### WHAT YOU ARE ASKED TO DO
Could you reproduce, word for word, the passage of the entry about Zoe between "There is something" and "fed a treat.", inclusive?

### EXCERPT
It was the third day after chemo, and she refused to eat. This happened once before, and then the next day she ate like a farm hand, so I am trying not to worry too much. I just met a man whose dog is sixteen and a half. A year ago she refused to eat for ten days. The vet was talking about the end being near, but the man would not listen to doomsday speak. He believed his dog would recover. He fed her every day from a syringe--pureed cottage cheese and "something orange"--he couldn't remember if it was carrots or yams--and baby food, but the baby food was not a hit. He had to help her drink water with the syringe too. At the end of the ten days, she was better. She just needed a new kind of medication--it turned out she had an ulcer, not cancer, as the vet had warned--and she soon gained back the weight and her strength. He wouldn't give up on his dog, and he is convinced that the dog just felt his love for her and knew that she had more time.
No matter how Zoe feels, even the day after she lost her leg, she has always wanted her walk. Today was no exception. It was so comforting to witness and share her enthusiasm, to watch her stop to smell everything as we made our way down the street, with both of us stopping to peer at each other every now and then. I wanted to take a picture of every doggy grin.
We crossed the bridge and scampered out to where ice met brown leaves to watch the water rushing back. The sun was so bright. And then we made our way up the path and across the second bridge, where we paused for a moment to watch the river rush toward us.
There is something so soothing, so lovely, and so rich about doing the same thing day after day. Every day the light is different, the river is another blue or gray, the snow and ice have different consistencies, and Zoe and I find something else to notice. Today it was the various shades of white and gray and the brown where we could see earth and fallen leaves again beneath the winter cover. And the sunshine making her squint when she posed for me.
And before we reached the halfway point she was nudging my hand with her snout, hoping to be fed a treat.

### STUDY MATERIAL

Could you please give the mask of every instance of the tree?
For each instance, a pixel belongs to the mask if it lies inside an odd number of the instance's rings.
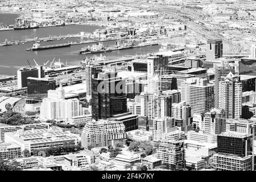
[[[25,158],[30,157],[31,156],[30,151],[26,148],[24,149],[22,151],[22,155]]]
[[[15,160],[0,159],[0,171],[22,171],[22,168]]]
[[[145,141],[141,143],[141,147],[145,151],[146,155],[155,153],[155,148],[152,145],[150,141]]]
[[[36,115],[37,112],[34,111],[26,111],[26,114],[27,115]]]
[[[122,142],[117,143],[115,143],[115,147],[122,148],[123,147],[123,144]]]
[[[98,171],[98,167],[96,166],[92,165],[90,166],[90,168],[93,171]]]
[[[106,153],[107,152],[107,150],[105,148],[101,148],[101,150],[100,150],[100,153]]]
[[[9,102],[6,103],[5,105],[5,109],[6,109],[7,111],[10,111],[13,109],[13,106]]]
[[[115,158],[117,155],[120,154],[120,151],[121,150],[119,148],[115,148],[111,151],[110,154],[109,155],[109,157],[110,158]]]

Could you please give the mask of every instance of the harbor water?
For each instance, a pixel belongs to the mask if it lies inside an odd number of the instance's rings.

==

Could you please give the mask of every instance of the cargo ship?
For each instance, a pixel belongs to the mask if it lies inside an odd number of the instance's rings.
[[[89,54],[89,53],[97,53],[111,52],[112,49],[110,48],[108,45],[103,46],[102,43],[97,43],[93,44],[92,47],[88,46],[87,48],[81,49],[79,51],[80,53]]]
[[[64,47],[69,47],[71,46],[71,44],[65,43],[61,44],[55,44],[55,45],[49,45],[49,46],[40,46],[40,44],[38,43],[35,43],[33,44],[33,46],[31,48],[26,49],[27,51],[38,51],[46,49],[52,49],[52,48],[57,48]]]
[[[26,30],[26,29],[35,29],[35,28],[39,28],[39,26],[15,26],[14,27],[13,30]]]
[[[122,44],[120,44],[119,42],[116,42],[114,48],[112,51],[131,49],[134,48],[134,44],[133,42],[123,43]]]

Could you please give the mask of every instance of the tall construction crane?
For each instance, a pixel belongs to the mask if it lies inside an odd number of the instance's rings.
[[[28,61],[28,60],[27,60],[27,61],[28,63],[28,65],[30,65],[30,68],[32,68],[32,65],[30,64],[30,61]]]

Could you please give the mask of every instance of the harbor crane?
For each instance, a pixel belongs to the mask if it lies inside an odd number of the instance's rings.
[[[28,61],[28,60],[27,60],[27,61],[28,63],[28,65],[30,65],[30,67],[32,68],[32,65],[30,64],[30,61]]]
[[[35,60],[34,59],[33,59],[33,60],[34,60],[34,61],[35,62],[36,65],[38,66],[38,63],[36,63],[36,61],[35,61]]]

==

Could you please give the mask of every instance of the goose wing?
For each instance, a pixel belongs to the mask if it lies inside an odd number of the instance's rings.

### RESPONSE AREA
There is something so soothing, so lovely, and so rich about doing the same thing day after day. Every day the light is different, the river is another blue or gray, the snow and ice have different consistencies, and Zoe and I find something else to notice. Today it was the various shades of white and gray and the brown where we could see earth and fallen leaves again beneath the winter cover. And the sunshine making her squint when she posed for me.
And before we reached the halfway point she was nudging my hand with her snout, hoping to be fed a treat.